→ **AIM OF THE TASK**
Repeat the lines below exactly as they appear, but leave out the images.

Begin INPUT RECORDS

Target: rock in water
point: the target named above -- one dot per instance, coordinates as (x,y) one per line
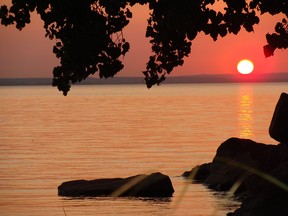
(154,185)
(279,125)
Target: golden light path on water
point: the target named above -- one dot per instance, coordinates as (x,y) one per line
(245,112)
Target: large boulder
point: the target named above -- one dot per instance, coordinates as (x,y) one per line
(260,169)
(154,185)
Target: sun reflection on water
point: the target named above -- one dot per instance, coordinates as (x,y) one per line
(245,112)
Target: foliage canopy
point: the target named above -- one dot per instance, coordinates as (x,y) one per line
(88,33)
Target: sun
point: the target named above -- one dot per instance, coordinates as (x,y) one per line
(245,66)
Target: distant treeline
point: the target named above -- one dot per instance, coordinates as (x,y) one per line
(202,78)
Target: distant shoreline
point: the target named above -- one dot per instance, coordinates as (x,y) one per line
(202,78)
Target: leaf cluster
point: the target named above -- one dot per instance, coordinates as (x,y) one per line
(88,33)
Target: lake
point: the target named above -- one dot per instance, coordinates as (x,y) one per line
(107,131)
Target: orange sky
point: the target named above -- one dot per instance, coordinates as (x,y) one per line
(29,54)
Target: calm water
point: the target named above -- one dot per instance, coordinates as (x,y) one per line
(119,131)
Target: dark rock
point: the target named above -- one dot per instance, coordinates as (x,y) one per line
(256,167)
(278,129)
(234,159)
(154,185)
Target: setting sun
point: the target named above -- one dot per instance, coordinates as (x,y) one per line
(245,66)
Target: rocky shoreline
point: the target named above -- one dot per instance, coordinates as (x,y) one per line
(259,171)
(256,173)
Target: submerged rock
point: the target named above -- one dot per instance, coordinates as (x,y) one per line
(154,185)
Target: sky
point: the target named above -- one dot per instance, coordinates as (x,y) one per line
(28,53)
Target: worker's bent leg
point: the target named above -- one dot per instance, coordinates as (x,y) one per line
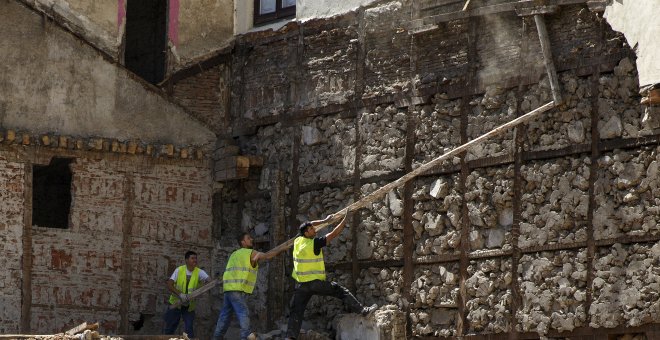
(171,318)
(336,290)
(223,319)
(242,313)
(301,297)
(188,319)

End INPUT RECORDS

→ **OUTPUT**
Target: rock in water
point: the target named above -- one dot per instance, coordinates as (x,y) one per line
(154,185)
(279,125)
Target: golden light path on water
point: the target named above -- one dot per instance, coordinates as (x,y) one per line
(245,112)
Target: large boulder
point: the target named above -- one dot per instance, coordinates as (x,y) one per line
(260,169)
(154,185)
Target: sun reflection on water
point: the target named above -- one dot per instance, coordinates as (x,y) one per line
(245,112)
Target: foliage canopy
point: the target named above -- one dot per instance, coordinates as (x,y) one per line
(88,33)
Target: sun
point: the target named above -- one dot per instance, coordinates as (x,y) one per line
(245,66)
Target: distant treeline
point: the target named above -- one dot per instance, coordinates as (x,y) one per line
(202,78)
Target: distant shoreline
point: the target named above -- one dot per instance, coordinates as (x,y) one per line
(202,78)
Target: leaf cluster
point: the target named above -- one dot per instance, coordinates as (x,y) one per line
(88,33)
Target: lake
point: the target named above -- one dot per instance, coordinates as (x,y) one per line
(107,131)
Target: orange sky
point: the target named above -- one dot per instance, coordinates as (x,y) one per line
(29,54)
Target: calm water
point: the target named above -- one dot per instance, coordinates as (x,y) one per line
(119,131)
Target: dark rock
point: the target named above -- one dot per instance, coordinates as (x,y) one per line
(256,167)
(278,129)
(234,159)
(154,185)
Target: setting sun
point: the target named above -- one dot per instance, coordinates as (x,y) one per line
(245,66)
Target: rocky shoreline
point: the target named above -- one dot per instance, coordinates as (x,y) one per line
(259,171)
(256,173)
Target: submerged rock
point: the target named above -- one dot per instance, coordinates as (x,y) one per line
(154,185)
Target: sky
point: the target named above -- one dot per instance, coordinates as (x,y) one per line
(28,53)
Target: worker's bent leg
point: the target named above -- one dot per instance, coordinates as (x,y) one per line
(171,318)
(336,290)
(223,319)
(242,313)
(301,297)
(188,319)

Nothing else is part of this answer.